ISTRUZIONI E REQUISITI =
Secondo l'articolo sulla musica online, quale somma ha deciso di investire Sony per acquistare il controllo di Emi Publishing Company?

═══ ESTRATTO DEL TESTO ═══

Anche Youtube si tuffa nel flusso della musica online

Milano. Allegria, maestro. “Il business della musica sta vivendo una nuova fioritura da un paio d’anni a questa parte”, nota con entusiasmo Kenichiro Yoshida, il numero uno di Sony che ha deciso di puntare 2,3 miliardi di dollari per acquistare il controllo di Emi Publishing Company, un catalogo che comprende più di due milioni di titoli, più l’esclusiva di artisti leggendari, come i Queen o classici come “Over the Rainbow”. Il caso ha voluto che l’annuncio coincidesse con l’avvio di “YouTube Music”, il servizio di streaming musicale che unificherà le varie iniziative nel settore di Google con l’obiettivo di far concorrenza a Apple Music, che offre servizi a 50 milioni di utenti o, più ancora, a Spotify, il servizio indipendente di streaming musicale sbarcato con grande successo a Wall Street con un portafoglio di 75 milioni di abbonati a pagamento.

 

Le prospettive appaiono buone perché, spiegano le statistiche, sui 150 milioni di americani che utilizzano abitualmente YouTube, ben otto su dieci lo fanno per ascoltare musica. Ma gratis, mentre il servizio a pagamento di Google Play Music si ferma a “soli” 21,9 milioni di utenti. Ora, però, la musica cambia. Da ieri la musica diffusa dal colosso di Mountain View passa tutta da Music per la modica cifra di 9,99 dollari al mese più altri due per chi vuole avere a disposizione anche i video. Gli utenti di Music potranno disporre di consigli suggeriti grazie alla geolocalizzazione: musiche per rilassarsi in sala d’attesa all’aeroporto o per accompagnare un esercizio aerobico in palestra. Senza dimenticare le informazioni sugli artisti o sulle novità.

 

Alla faccia della pirateria che, ai tempi dello streaming, perde posizioni, almeno nei mercati principali, anche grazie alla qualità dei nuovi servizi.

 

Prende corpo così quella società musicale 2.0 che era nei propositi di Lewis Grainge, il genio oggi alla guida di Universal (ovvero la provincia di gran lunga più redditizia dell’impero di Vincent Bolloré) già scopritore di talenti – dai Rolling Stones a Amy Winehouse – nonché il primo a capire che lo streaming e internet potevano trasformarsi da arma in mano dei pirati a, grazie alle potenzialità offerte dagli smartphone, strumento principe per la creazione di valore: dai concerti ai gadget, ai filmati e a tutto quanto può ruotare attorno a un fenomeno planetario che può contare su un linguaggio che davvero non conosce frontiere.

═══ RIGHE MOSTRATE ═══

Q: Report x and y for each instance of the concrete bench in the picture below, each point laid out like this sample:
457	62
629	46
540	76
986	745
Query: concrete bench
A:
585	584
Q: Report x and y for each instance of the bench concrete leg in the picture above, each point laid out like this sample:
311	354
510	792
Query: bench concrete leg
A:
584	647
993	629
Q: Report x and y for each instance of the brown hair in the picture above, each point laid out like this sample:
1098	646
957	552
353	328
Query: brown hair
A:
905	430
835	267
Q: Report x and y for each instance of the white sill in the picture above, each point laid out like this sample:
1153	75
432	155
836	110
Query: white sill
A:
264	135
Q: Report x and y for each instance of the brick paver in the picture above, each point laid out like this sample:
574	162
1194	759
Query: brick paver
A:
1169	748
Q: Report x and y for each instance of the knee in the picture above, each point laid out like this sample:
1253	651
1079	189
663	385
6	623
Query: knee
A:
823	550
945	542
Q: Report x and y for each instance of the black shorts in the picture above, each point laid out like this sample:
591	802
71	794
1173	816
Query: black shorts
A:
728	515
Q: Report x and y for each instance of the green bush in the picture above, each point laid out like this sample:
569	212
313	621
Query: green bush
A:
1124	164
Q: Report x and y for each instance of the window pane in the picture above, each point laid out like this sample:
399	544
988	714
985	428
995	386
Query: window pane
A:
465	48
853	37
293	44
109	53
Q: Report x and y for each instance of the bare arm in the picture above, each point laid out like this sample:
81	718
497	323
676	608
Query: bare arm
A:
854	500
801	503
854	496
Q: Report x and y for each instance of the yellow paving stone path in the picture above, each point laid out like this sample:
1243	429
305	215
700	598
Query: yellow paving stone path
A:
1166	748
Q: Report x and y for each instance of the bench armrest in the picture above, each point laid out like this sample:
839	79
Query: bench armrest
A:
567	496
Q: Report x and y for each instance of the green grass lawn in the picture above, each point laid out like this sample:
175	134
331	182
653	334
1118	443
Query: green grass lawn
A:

═══

RISULTATO ATTESO =
2,3 miliardi di dollari.